## Exercise aim
In the records below, copy the lines verbatim, starting at the line that contains "segment sunlit flower" and ending after the line that contains "[[[23,84],[25,86],[34,87],[42,81],[42,74],[32,67],[23,78]]]".
--- start of Dataset records ---
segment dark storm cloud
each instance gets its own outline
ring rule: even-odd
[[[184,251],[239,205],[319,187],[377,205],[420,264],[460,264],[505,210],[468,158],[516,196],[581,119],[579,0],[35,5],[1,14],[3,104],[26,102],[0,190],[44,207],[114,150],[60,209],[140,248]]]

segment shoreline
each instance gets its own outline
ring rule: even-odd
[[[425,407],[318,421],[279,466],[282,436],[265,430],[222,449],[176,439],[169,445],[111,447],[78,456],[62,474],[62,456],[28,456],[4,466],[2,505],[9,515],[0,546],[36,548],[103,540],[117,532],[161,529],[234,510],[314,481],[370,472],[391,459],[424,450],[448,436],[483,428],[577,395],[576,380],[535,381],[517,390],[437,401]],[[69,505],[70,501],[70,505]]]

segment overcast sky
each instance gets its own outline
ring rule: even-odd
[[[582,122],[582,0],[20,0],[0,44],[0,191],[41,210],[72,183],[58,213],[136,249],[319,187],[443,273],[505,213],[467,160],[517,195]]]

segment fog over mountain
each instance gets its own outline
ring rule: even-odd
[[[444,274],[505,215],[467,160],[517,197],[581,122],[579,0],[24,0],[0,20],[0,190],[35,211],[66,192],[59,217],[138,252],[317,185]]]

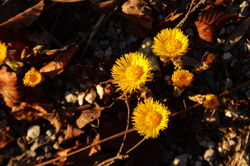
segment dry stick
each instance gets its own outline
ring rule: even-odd
[[[101,143],[103,143],[103,142],[110,141],[110,140],[115,139],[115,138],[117,138],[117,137],[121,137],[121,136],[123,136],[124,134],[131,133],[131,132],[133,132],[133,131],[135,131],[135,129],[134,129],[134,128],[131,128],[131,129],[127,130],[127,131],[123,131],[123,132],[117,133],[117,134],[112,135],[112,136],[110,136],[110,137],[107,137],[107,138],[105,138],[105,139],[103,139],[103,140],[100,140],[99,142],[93,143],[93,144],[91,144],[91,145],[88,145],[88,146],[85,146],[85,147],[80,148],[80,149],[78,149],[78,150],[75,150],[75,151],[73,151],[73,152],[70,152],[70,153],[68,153],[68,154],[65,155],[65,156],[56,157],[56,158],[54,158],[54,159],[51,159],[51,160],[42,162],[42,163],[37,164],[37,165],[35,165],[35,166],[43,166],[43,165],[51,164],[51,163],[53,163],[53,162],[55,162],[55,161],[57,161],[57,160],[60,160],[60,159],[62,159],[62,158],[68,157],[68,156],[72,156],[72,155],[74,155],[74,154],[76,154],[76,153],[79,153],[79,152],[81,152],[81,151],[84,151],[84,150],[86,150],[86,149],[89,149],[89,148],[91,148],[91,147],[93,147],[93,146],[95,146],[95,145],[101,144]]]
[[[111,164],[113,164],[116,160],[123,160],[125,158],[128,158],[128,154],[134,150],[135,148],[137,148],[142,142],[144,142],[146,140],[146,138],[144,137],[142,140],[140,140],[137,144],[135,144],[133,147],[131,147],[124,155],[117,155],[114,157],[111,157],[107,160],[102,161],[101,163],[97,164],[96,166],[109,166]]]
[[[195,7],[193,7],[194,0],[192,0],[185,17],[175,26],[175,28],[180,28],[184,24],[184,22],[187,20],[187,17],[189,16],[189,14],[193,13],[202,3],[205,3],[205,2],[206,0],[201,0],[195,5]]]
[[[250,80],[248,80],[248,81],[246,81],[246,82],[244,82],[244,83],[242,83],[242,84],[236,86],[236,87],[233,88],[233,89],[230,89],[230,90],[228,90],[228,91],[222,92],[219,96],[223,96],[223,95],[225,95],[225,94],[231,93],[231,92],[233,92],[233,91],[235,91],[235,90],[237,90],[237,89],[239,89],[239,88],[241,88],[241,87],[244,87],[244,86],[246,86],[246,85],[248,85],[248,84],[250,84]],[[180,113],[183,113],[183,112],[186,112],[186,111],[188,111],[188,110],[191,110],[191,109],[193,109],[193,108],[195,108],[195,107],[197,107],[197,106],[199,106],[199,105],[200,105],[200,104],[195,104],[195,105],[193,105],[193,106],[191,106],[191,107],[188,107],[188,108],[186,108],[186,109],[184,109],[184,110],[182,110],[182,111],[175,112],[175,113],[173,113],[171,116],[176,116],[176,115],[178,115],[178,114],[180,114]],[[81,151],[83,151],[83,150],[89,149],[89,148],[91,148],[92,146],[101,144],[101,143],[106,142],[106,141],[110,141],[110,140],[112,140],[112,139],[115,139],[115,138],[120,137],[120,136],[122,136],[122,135],[124,135],[124,134],[127,134],[127,133],[131,133],[131,132],[133,132],[133,131],[135,131],[134,128],[129,129],[129,130],[127,130],[127,131],[120,132],[120,133],[118,133],[118,134],[115,134],[115,135],[112,135],[112,136],[110,136],[110,137],[108,137],[108,138],[105,138],[105,139],[103,139],[103,140],[101,140],[101,141],[99,141],[99,142],[97,142],[97,143],[94,143],[94,144],[85,146],[85,147],[83,147],[83,148],[81,148],[81,149],[78,149],[78,150],[76,150],[76,151],[73,151],[73,152],[71,152],[71,153],[69,153],[69,154],[67,154],[67,155],[65,155],[65,156],[61,156],[61,157],[57,157],[57,158],[54,158],[54,159],[45,161],[45,162],[43,162],[43,163],[37,164],[36,166],[43,166],[43,165],[51,164],[51,163],[53,163],[54,161],[60,160],[61,158],[64,158],[64,157],[67,157],[67,156],[72,156],[72,155],[74,155],[74,154],[76,154],[76,153],[79,153],[79,152],[81,152]],[[137,146],[138,146],[138,145],[137,145]],[[132,149],[132,150],[133,150],[133,149]],[[131,151],[131,150],[130,150],[130,151]],[[130,151],[126,152],[126,154],[129,153]],[[117,156],[116,156],[116,157],[117,157]]]
[[[240,85],[238,85],[238,86],[236,86],[236,87],[234,87],[234,88],[232,88],[232,89],[230,89],[230,90],[226,90],[226,91],[222,92],[221,94],[219,94],[218,96],[224,96],[224,95],[229,94],[229,93],[231,93],[231,92],[233,92],[233,91],[235,91],[235,90],[237,90],[237,89],[239,89],[239,88],[241,88],[241,87],[244,87],[244,86],[246,86],[246,85],[248,85],[248,84],[250,84],[250,80],[248,80],[248,81],[246,81],[246,82],[244,82],[244,83],[242,83],[242,84],[240,84]],[[171,114],[171,116],[176,116],[176,115],[179,115],[179,114],[181,114],[181,113],[183,113],[183,112],[187,112],[187,111],[189,111],[189,110],[191,110],[191,109],[193,109],[193,108],[196,108],[196,107],[198,107],[198,106],[200,106],[200,105],[201,105],[201,104],[197,103],[197,104],[195,104],[195,105],[193,105],[193,106],[191,106],[191,107],[188,107],[188,108],[186,108],[186,109],[183,109],[183,110],[181,110],[181,111],[174,112],[174,113]]]
[[[126,106],[127,106],[127,124],[126,124],[126,129],[125,129],[125,131],[127,131],[127,130],[128,130],[128,127],[129,127],[129,118],[130,118],[130,108],[129,108],[128,96],[127,96],[127,95],[125,96],[125,103],[126,103]],[[117,156],[119,156],[119,155],[121,154],[122,149],[123,149],[124,144],[125,144],[126,138],[127,138],[127,134],[124,134],[123,140],[122,140],[122,144],[121,144],[120,149],[119,149],[119,151],[118,151],[118,153],[117,153]]]

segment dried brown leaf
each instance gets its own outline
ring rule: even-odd
[[[44,0],[41,0],[36,5],[31,8],[25,10],[24,12],[16,15],[15,17],[5,21],[0,24],[0,27],[17,29],[20,27],[28,27],[30,26],[38,17],[41,15],[44,7]]]
[[[110,13],[121,2],[120,0],[107,0],[104,2],[91,1],[92,8],[101,14]]]
[[[20,102],[21,90],[18,87],[16,73],[7,71],[6,66],[0,69],[0,94],[10,108]]]
[[[250,27],[250,17],[245,19],[227,38],[226,43],[223,46],[224,51],[228,51],[232,48],[236,43],[240,41],[240,39],[244,36],[244,34],[248,31]]]
[[[233,18],[237,18],[237,14],[210,9],[198,16],[195,25],[201,39],[213,42],[224,24]]]
[[[97,143],[97,142],[99,142],[99,141],[100,141],[100,134],[97,133],[96,136],[95,136],[95,138],[94,138],[93,141],[92,141],[92,144],[95,144],[95,143]],[[98,145],[98,144],[95,145],[95,146],[92,146],[91,149],[90,149],[90,152],[89,152],[89,156],[92,156],[92,155],[94,155],[94,154],[100,152],[101,150],[102,150],[102,148],[101,148],[101,146]]]
[[[60,74],[78,50],[78,46],[66,46],[64,49],[65,51],[59,53],[53,61],[40,69],[40,72],[43,73],[43,75],[53,78],[57,74]]]
[[[88,123],[94,121],[95,119],[98,119],[101,116],[101,111],[104,109],[104,107],[95,106],[91,109],[84,109],[82,111],[82,114],[80,117],[76,120],[76,125],[79,128],[83,128]]]
[[[70,124],[67,125],[66,135],[65,135],[65,141],[70,140],[72,138],[75,138],[84,132]]]

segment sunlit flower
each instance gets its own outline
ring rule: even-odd
[[[168,127],[169,115],[170,111],[166,106],[149,98],[139,103],[134,109],[132,124],[146,139],[156,138],[160,130]]]
[[[0,64],[2,64],[7,57],[7,46],[0,42]]]
[[[219,99],[214,94],[205,95],[202,105],[207,109],[215,109],[220,105]]]
[[[151,62],[142,53],[135,52],[118,59],[111,73],[118,89],[132,93],[142,89],[142,85],[152,78],[151,70]]]
[[[202,58],[202,62],[205,63],[206,65],[210,65],[211,63],[214,62],[216,58],[216,55],[213,53],[208,53]]]
[[[191,85],[194,75],[188,70],[176,70],[171,79],[175,86],[184,88]]]
[[[188,37],[180,29],[163,29],[154,37],[152,51],[161,58],[181,57],[188,50]]]
[[[23,84],[25,86],[34,87],[42,81],[42,74],[32,67],[23,78]]]

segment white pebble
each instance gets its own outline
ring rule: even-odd
[[[71,92],[65,93],[65,100],[67,103],[76,103],[77,102],[77,96],[72,94]]]
[[[99,95],[100,99],[103,99],[104,89],[101,85],[96,85],[96,92]]]
[[[85,100],[90,103],[93,104],[96,98],[96,92],[94,90],[91,90],[88,94],[86,94],[85,96]]]

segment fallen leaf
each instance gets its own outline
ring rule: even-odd
[[[152,9],[144,0],[128,0],[122,5],[122,12],[118,13],[128,21],[147,30],[152,29]]]
[[[1,4],[0,8],[0,23],[7,21],[8,19],[16,16],[22,12],[24,1],[20,0],[8,0],[4,4]]]
[[[88,123],[98,119],[101,116],[101,111],[104,107],[95,106],[94,108],[84,109],[80,117],[76,120],[76,125],[79,128],[83,128]]]
[[[198,16],[195,26],[201,39],[213,42],[224,24],[237,17],[236,13],[225,13],[217,9],[210,9],[203,11]]]
[[[17,75],[7,71],[6,66],[0,69],[0,94],[10,108],[20,103],[21,90],[18,87]]]
[[[92,141],[92,144],[95,144],[97,142],[100,141],[100,134],[97,133],[95,138],[93,139]],[[90,149],[90,152],[89,152],[89,156],[92,156],[98,152],[100,152],[102,150],[101,146],[99,144],[95,145],[95,146],[92,146],[91,149]]]
[[[16,15],[15,17],[5,21],[0,24],[0,27],[9,28],[9,29],[17,29],[20,27],[28,27],[30,26],[38,17],[41,15],[44,7],[44,0],[41,0],[36,5],[31,8],[25,10],[24,12]]]
[[[92,8],[95,12],[108,14],[120,3],[120,0],[107,0],[104,2],[91,1]]]
[[[250,27],[250,17],[246,18],[227,38],[223,50],[230,50],[236,43],[240,41],[240,39],[244,36],[244,34],[248,31]]]
[[[199,103],[199,104],[202,104],[202,103],[203,103],[204,97],[205,97],[205,95],[201,95],[201,94],[198,94],[198,95],[195,95],[195,96],[188,96],[188,98],[189,98],[191,101],[197,102],[197,103]]]
[[[83,134],[84,132],[70,124],[67,125],[65,141],[70,140],[72,138],[78,137],[79,135]]]
[[[44,76],[50,78],[60,74],[66,65],[69,63],[75,52],[78,50],[78,45],[70,45],[64,48],[65,51],[59,53],[53,61],[46,64],[40,69]]]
--- end of Dataset records ---
## The output
segment sunlit flower
each instance gets its own outline
ring rule: even-odd
[[[168,127],[169,115],[170,111],[166,106],[149,98],[139,103],[134,109],[132,124],[146,139],[156,138],[160,130]]]
[[[0,64],[2,64],[7,57],[7,46],[0,42]]]
[[[219,99],[214,94],[205,95],[202,105],[207,109],[215,109],[220,105]]]
[[[151,62],[142,53],[135,52],[118,59],[111,73],[118,89],[132,93],[142,89],[142,85],[152,78],[151,70]]]
[[[202,58],[202,62],[205,63],[206,65],[210,65],[211,63],[214,62],[216,58],[216,55],[213,53],[208,53]]]
[[[191,85],[194,75],[188,70],[176,70],[171,79],[175,86],[184,88]]]
[[[188,37],[180,29],[163,29],[154,37],[152,51],[161,58],[181,57],[188,50]]]
[[[23,84],[25,86],[34,87],[42,81],[42,74],[32,67],[23,78]]]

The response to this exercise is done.